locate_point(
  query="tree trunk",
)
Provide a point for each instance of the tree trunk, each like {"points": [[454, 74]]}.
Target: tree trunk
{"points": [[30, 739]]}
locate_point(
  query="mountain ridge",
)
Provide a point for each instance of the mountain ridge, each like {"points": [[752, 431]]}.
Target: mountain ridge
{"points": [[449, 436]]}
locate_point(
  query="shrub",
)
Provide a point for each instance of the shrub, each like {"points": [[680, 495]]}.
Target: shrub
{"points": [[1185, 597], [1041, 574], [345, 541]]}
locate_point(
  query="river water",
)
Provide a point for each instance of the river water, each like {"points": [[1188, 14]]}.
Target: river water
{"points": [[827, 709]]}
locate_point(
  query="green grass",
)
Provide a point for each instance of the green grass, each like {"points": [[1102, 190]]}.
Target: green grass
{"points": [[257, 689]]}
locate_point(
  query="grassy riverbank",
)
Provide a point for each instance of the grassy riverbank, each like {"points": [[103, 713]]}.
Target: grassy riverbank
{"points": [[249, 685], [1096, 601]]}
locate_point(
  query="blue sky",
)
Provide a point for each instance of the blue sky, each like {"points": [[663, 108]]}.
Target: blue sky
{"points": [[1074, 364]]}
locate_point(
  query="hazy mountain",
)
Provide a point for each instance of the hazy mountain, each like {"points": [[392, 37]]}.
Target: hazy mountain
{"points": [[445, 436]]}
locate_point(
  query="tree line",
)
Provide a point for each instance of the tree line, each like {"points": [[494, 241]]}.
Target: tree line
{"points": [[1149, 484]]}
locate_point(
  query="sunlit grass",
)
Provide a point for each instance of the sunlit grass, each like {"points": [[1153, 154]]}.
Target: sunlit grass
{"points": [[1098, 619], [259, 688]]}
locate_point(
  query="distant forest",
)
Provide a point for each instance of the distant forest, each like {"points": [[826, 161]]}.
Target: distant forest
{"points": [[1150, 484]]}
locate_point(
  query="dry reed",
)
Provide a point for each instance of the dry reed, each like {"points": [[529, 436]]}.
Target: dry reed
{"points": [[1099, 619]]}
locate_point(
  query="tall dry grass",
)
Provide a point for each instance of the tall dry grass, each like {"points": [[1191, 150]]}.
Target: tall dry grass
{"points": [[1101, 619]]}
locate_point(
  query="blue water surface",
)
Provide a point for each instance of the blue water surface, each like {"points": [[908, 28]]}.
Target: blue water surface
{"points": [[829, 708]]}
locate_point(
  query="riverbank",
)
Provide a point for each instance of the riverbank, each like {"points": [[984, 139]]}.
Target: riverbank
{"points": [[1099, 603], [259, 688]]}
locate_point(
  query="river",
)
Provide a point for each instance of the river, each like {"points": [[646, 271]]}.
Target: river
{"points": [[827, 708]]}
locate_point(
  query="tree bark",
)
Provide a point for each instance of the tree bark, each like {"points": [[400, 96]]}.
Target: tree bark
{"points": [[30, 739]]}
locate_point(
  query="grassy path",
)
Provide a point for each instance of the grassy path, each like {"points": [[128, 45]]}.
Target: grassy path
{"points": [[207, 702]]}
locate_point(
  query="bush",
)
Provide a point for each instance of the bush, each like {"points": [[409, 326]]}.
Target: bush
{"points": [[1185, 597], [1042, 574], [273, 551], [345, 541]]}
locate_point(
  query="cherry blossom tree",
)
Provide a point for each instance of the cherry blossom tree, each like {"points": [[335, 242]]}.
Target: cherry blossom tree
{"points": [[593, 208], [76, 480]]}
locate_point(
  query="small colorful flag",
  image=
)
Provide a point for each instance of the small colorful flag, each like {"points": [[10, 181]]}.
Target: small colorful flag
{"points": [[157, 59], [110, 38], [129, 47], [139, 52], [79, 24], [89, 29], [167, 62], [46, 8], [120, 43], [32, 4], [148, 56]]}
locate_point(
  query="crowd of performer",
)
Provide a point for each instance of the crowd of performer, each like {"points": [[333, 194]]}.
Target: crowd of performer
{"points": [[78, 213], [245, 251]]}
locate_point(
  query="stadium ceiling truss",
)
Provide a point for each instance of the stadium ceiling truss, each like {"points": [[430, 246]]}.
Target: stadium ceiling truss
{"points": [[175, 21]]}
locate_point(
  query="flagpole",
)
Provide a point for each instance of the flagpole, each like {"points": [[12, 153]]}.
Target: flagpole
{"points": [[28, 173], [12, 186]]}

___

Aim
Write all of the records out again exactly.

Result of this exercise
locate_point(
  query="tree trunk",
)
Provide a point for each instance of the tree trunk, each like {"points": [[454, 74]]}.
Target: tree trunk
{"points": [[30, 739]]}
locate_point(
  query="mountain ridge",
)
Provide a point for each instance of the mountain ridge, each like {"points": [[752, 431]]}.
Target: mountain ridge
{"points": [[449, 436]]}
locate_point(
  query="shrub",
)
Provide a point for each instance of the shrub, each like {"points": [[680, 495]]}.
Target: shrub
{"points": [[1185, 597], [1041, 574], [345, 541]]}
locate_point(
  query="river water",
)
Provide a point for each instance of the river water, each like {"points": [[1188, 14]]}.
Target: river water
{"points": [[827, 709]]}
locate_point(
  query="green grass",
)
Provide a point for each instance of the green grass, each like {"points": [[1102, 190]]}.
Target: green grass
{"points": [[257, 689]]}
locate_point(
  query="grassy riverbank",
)
Provide a point for each instance of the grassy riverbank, each like {"points": [[103, 713]]}.
Target: grassy riverbank
{"points": [[249, 685], [1096, 601]]}
locate_point(
  query="blue sky",
)
Provide a point for each instance of the blue sky, each like {"points": [[663, 108]]}.
Target: blue sky
{"points": [[1074, 364]]}
locate_point(
  query="hazy mountain",
)
Provide a point for each instance of the hazy mountain, each like {"points": [[392, 37]]}.
Target: hazy mountain
{"points": [[445, 436]]}
locate_point(
  query="tree line",
)
Provide a point for each instance of the tree line, each like {"points": [[494, 241]]}.
Target: tree line
{"points": [[1149, 484]]}
locate_point(
  query="sunlit grass",
)
Provide a point for each instance of the sunlit grass, each like {"points": [[1153, 154]]}.
Target: sunlit grass
{"points": [[1098, 619], [259, 688]]}
locate_point(
  query="distant forest",
)
Provide a point for each instance of the distant forest, each like {"points": [[826, 161]]}.
Target: distant forest
{"points": [[1150, 484]]}
locate_point(
  query="dry reed",
)
Provide a point for each instance of the dry reed, each like {"points": [[529, 436]]}.
Target: dry reed
{"points": [[1099, 619]]}
locate_point(
  query="tall dry grass",
)
Provide a point for each instance of the tall dry grass, each like {"points": [[1191, 150]]}.
Target: tall dry grass
{"points": [[1101, 619]]}
locate_point(
  query="blue water surface",
)
Provide a point for each instance of the blue water surface, each like {"points": [[908, 28]]}.
Target: blue water surface
{"points": [[829, 708]]}
locate_point(
  query="riverbank",
)
Provide a point for each instance of the riverbank, each like {"points": [[984, 139]]}.
Target: riverbank
{"points": [[1099, 603], [259, 688]]}
locate_point(
  query="river",
)
Provide a point for each instance of the river, each like {"points": [[646, 271]]}.
Target: river
{"points": [[827, 708]]}
locate_point(
  query="tree bark",
)
Provide a point for each instance of the tree bark, each like {"points": [[400, 96]]}.
Target: tree bark
{"points": [[30, 739]]}
locate_point(
  query="grassy path",
)
Provide a point for each instance of the grassy path, each like {"points": [[128, 45]]}.
Target: grassy path
{"points": [[207, 702]]}
locate_point(
  query="bush",
)
Provide a point for each instance of the bush, each like {"points": [[409, 326]]}.
Target: bush
{"points": [[1185, 597], [1042, 574], [273, 551], [345, 541]]}
locate_point(
  query="cherry blossom tree",
)
Provide a point for each instance of the cherry blossom tree, each like {"points": [[335, 242]]}.
Target: cherry blossom tree
{"points": [[593, 208], [76, 480]]}
locate_point(
  query="small colorful flag",
  image=
)
Provide a point for each instance of the small colorful flag, each like {"points": [[10, 181]]}.
Target: small colorful flag
{"points": [[157, 59], [110, 38], [129, 47], [139, 52], [79, 24], [89, 29], [167, 62], [46, 8], [120, 43], [32, 4], [148, 56]]}
locate_point(
  query="crowd of performer",
)
Provide a point for each instance of the crowd of performer, each like {"points": [[333, 194]]}.
Target: crowd of performer
{"points": [[78, 213], [245, 251]]}
locate_point(
  query="stadium ceiling truss",
)
Provide a point for each instance of the stadium ceiling truss, each like {"points": [[430, 246]]}.
Target: stadium ceiling truss
{"points": [[175, 21]]}
locate_point(
  query="flagpole",
)
Provide a point for each instance of the flagpole, each like {"points": [[12, 153]]}.
Target: flagpole
{"points": [[28, 173], [12, 186]]}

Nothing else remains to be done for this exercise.